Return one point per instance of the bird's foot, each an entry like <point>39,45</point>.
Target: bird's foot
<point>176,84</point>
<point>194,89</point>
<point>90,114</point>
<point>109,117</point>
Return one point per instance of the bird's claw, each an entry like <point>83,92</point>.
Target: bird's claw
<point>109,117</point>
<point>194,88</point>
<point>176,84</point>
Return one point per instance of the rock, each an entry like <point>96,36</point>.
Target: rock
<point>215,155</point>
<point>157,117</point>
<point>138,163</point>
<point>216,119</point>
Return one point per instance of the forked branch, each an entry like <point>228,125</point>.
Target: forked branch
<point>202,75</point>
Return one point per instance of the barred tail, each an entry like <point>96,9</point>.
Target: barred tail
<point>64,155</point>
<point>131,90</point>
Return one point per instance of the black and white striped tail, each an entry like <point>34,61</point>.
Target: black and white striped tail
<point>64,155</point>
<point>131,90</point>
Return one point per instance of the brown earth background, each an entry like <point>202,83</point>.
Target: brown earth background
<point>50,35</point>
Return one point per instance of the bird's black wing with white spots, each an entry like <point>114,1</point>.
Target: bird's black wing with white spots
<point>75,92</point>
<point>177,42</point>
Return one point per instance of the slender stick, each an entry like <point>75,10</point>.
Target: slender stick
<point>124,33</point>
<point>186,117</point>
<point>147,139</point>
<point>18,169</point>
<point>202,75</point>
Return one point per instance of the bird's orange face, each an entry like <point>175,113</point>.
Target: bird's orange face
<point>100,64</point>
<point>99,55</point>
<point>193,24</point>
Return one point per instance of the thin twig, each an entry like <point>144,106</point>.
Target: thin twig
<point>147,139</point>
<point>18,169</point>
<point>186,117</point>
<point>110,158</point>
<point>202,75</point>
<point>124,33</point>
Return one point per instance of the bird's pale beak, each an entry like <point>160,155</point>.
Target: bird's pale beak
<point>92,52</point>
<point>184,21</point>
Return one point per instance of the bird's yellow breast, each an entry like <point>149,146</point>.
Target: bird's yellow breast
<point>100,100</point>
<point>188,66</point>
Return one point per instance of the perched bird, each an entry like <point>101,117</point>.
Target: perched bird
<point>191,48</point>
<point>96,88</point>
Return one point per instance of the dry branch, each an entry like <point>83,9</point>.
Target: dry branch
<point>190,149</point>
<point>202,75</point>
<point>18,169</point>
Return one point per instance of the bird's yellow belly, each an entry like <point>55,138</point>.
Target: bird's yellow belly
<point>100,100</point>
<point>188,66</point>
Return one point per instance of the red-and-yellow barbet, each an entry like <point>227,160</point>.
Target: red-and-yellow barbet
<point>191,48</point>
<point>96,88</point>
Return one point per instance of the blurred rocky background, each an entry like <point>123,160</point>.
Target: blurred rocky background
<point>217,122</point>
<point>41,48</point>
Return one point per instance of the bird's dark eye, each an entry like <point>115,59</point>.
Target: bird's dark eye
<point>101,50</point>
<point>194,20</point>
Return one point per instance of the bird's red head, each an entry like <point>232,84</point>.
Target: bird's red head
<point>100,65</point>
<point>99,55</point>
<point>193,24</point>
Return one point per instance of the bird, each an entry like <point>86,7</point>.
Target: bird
____________
__WORK INSTRUCTIONS__:
Give the lines above as a JSON list of strings, one string per line, with blank lines left out.

__COMPLETED TASK__:
[
  "Return one point per instance of the bird's foot, each an entry like <point>39,45</point>.",
  "Target: bird's foot",
  "<point>176,84</point>",
  "<point>194,89</point>",
  "<point>90,114</point>",
  "<point>109,117</point>",
  "Return one point per instance of the bird's claw, each an entry like <point>83,92</point>.",
  "Target: bird's claw",
  "<point>109,117</point>",
  "<point>194,88</point>",
  "<point>176,84</point>",
  "Return one point per instance of the rock, each an entry like <point>96,36</point>.",
  "Target: rock",
  "<point>215,155</point>",
  "<point>157,117</point>",
  "<point>138,163</point>",
  "<point>216,119</point>",
  "Return one point per instance of the forked branch, each an entry like <point>228,125</point>.",
  "Target: forked branch",
  "<point>202,75</point>",
  "Return one point per instance of the barred tail, each an entry like <point>96,9</point>.",
  "Target: barred tail",
  "<point>64,155</point>",
  "<point>131,90</point>",
  "Return one point per instance of the black and white striped tail, each an entry like <point>34,61</point>.",
  "Target: black and white striped tail",
  "<point>64,155</point>",
  "<point>131,90</point>",
  "Return one point per instance of the brown earth background, each an entry like <point>202,83</point>.",
  "Target: brown earth background",
  "<point>50,35</point>",
  "Return one point per instance of the bird's black wing with white spots, each an entry like <point>114,1</point>.",
  "Target: bird's black wing with white spots",
  "<point>75,92</point>",
  "<point>177,42</point>",
  "Return one point per instance of the slender stick, each an entry like <point>75,10</point>.",
  "Target: slender stick",
  "<point>124,33</point>",
  "<point>186,117</point>",
  "<point>147,139</point>",
  "<point>18,169</point>",
  "<point>202,75</point>",
  "Return one point per instance of the bird's orange face, each an entry like <point>175,113</point>.",
  "Target: bird's orange face",
  "<point>100,64</point>",
  "<point>99,55</point>",
  "<point>193,24</point>",
  "Return one point per instance of the thin twig, each an entry like <point>144,106</point>.",
  "Target: thin twig",
  "<point>147,139</point>",
  "<point>18,169</point>",
  "<point>186,117</point>",
  "<point>110,158</point>",
  "<point>202,75</point>",
  "<point>124,33</point>",
  "Return one point per instance of the bird's pale beak, each an entry like <point>160,155</point>.",
  "Target: bird's pale beak",
  "<point>92,52</point>",
  "<point>184,21</point>",
  "Return one point per instance of the bird's yellow breast, each an entry like <point>149,146</point>.",
  "Target: bird's yellow breast",
  "<point>100,100</point>",
  "<point>188,66</point>",
  "Return one point per instance of the perched bird, each an entry like <point>101,117</point>.",
  "Target: perched bird",
  "<point>191,48</point>",
  "<point>96,88</point>",
  "Return one point per instance of the dry branch, each an entry like <point>83,9</point>.",
  "Target: dry branch",
  "<point>190,149</point>",
  "<point>202,75</point>",
  "<point>18,169</point>",
  "Return one point per instance of the bird's yellow belly, each an entry like <point>55,138</point>.",
  "Target: bird's yellow belly",
  "<point>100,100</point>",
  "<point>188,66</point>",
  "Return one point per instance of the red-and-yellow barbet, each an entry like <point>227,160</point>.",
  "Target: red-and-yellow barbet",
  "<point>191,48</point>",
  "<point>96,88</point>",
  "Return one point per instance of the blurred rocky background, each an entry like <point>123,160</point>.",
  "Target: blurred rocky background",
  "<point>217,122</point>",
  "<point>41,48</point>",
  "Return one point per instance of the bird's dark eye, each an entry like <point>115,59</point>.",
  "Target: bird's dark eye",
  "<point>101,50</point>",
  "<point>194,20</point>",
  "Return one point per instance of the bird's red head, each an entry like <point>232,84</point>.",
  "Target: bird's red head",
  "<point>100,65</point>",
  "<point>99,55</point>",
  "<point>193,24</point>",
  "Return one point per instance of the bird, each an entry like <point>86,7</point>.",
  "Target: bird"
]